(Saved data entries)
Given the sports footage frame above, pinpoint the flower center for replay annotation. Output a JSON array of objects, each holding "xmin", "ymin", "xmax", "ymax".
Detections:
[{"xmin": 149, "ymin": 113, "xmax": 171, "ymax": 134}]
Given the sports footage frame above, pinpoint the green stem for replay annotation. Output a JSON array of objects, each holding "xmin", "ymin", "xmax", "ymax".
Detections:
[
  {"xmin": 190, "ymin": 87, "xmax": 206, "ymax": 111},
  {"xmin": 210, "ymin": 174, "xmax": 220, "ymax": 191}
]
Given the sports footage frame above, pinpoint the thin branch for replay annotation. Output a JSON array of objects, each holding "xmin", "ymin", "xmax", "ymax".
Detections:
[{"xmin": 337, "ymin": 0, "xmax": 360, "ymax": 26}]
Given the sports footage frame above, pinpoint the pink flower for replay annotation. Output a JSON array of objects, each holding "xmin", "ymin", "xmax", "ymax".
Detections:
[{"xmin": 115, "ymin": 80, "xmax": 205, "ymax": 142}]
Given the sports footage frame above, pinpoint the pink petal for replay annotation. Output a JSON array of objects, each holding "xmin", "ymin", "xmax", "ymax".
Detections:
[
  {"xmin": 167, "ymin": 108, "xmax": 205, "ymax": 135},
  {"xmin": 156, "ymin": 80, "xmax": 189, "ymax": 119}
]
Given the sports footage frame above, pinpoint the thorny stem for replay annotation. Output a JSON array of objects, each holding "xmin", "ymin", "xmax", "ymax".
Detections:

To be done. Revise every one of the records above so that each "replay annotation" becomes "highlight tagging", keeping everything else identical.

Solution to this exercise.
Given the sports footage frame above, pinpoint the flower center for highlight tagging. Output a JSON array of objects, each holding "xmin", "ymin", "xmax", "ymax".
Detections:
[{"xmin": 149, "ymin": 113, "xmax": 171, "ymax": 134}]
Given the sports footage frame above, pinpoint the green stem for highlight tagging. Output a JSON array of objects, each holding "xmin", "ymin", "xmax", "ymax".
Detections:
[
  {"xmin": 190, "ymin": 87, "xmax": 206, "ymax": 111},
  {"xmin": 210, "ymin": 174, "xmax": 220, "ymax": 191}
]
Given the sports footage frame above, pinpoint the thin branch for highlight tagging. Output a JSON array of objects, each holding "xmin", "ymin", "xmax", "ymax".
Detections:
[{"xmin": 337, "ymin": 0, "xmax": 360, "ymax": 26}]
Given the sports footage frame above, pinpoint the pink flower for highlight tagging. Output a JSON array of objects, each holding "xmin", "ymin", "xmax", "ymax".
Detections:
[{"xmin": 115, "ymin": 80, "xmax": 205, "ymax": 142}]
Given the sports footage frame above, pinpoint the pink petal for highlight tagging. Output a JSON array of objects, each holding "xmin", "ymin", "xmax", "ymax".
Detections:
[
  {"xmin": 167, "ymin": 108, "xmax": 205, "ymax": 135},
  {"xmin": 156, "ymin": 80, "xmax": 189, "ymax": 119}
]
Given the sports footage frame above, pinpoint the thorny stem for highlight tagging. Output a JSON array of objects, each holding "xmin", "ymin", "xmax", "ymax".
Detections:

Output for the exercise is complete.